WRITTEN REQUEST: Please print every one of the records below word for word, with nothing left out or changed.

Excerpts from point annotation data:
○ ○ ○ ○ ○ ○ ○

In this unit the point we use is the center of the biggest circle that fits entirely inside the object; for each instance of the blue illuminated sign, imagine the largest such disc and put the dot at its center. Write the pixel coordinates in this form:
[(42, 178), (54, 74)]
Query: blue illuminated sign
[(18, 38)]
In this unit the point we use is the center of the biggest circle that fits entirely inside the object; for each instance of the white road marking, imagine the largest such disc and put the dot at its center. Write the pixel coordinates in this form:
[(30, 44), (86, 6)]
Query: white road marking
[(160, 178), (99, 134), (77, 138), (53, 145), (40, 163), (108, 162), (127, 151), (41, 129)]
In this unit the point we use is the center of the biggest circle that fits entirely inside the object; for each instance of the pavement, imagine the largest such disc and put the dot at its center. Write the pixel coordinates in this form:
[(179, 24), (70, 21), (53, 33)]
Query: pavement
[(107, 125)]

○ ○ ○ ○ ○ ○ ○

EXERCISE SOLUTION:
In this unit the point we use is the center of the biggest circle that fits entirely inside the object; for each instance of the blue illuminated sign, imagine the largest such disc and put the dot at its center. Write the pixel coordinates in this form:
[(42, 178), (54, 74)]
Query: blue illuminated sign
[(18, 38)]
In this unit the point we use is the center of the biggest circle that fits entirely inside the object; for each instance of the white road marking, imagine the largest such disc and put the dot at its center. Write the pixel coordinates in this form:
[(30, 44), (86, 6)]
Query: white road marking
[(160, 178), (99, 134), (77, 138), (53, 145), (40, 163), (108, 162), (127, 151), (41, 129)]
In this unit the point we use is the center of the biggest circle that fits entirely inside the object; for each instance of the pavement, imagine the largest such disc and put the dot at its center. Write the pixel coordinates in this form:
[(179, 24), (70, 21), (53, 33)]
Query: pavement
[(107, 125)]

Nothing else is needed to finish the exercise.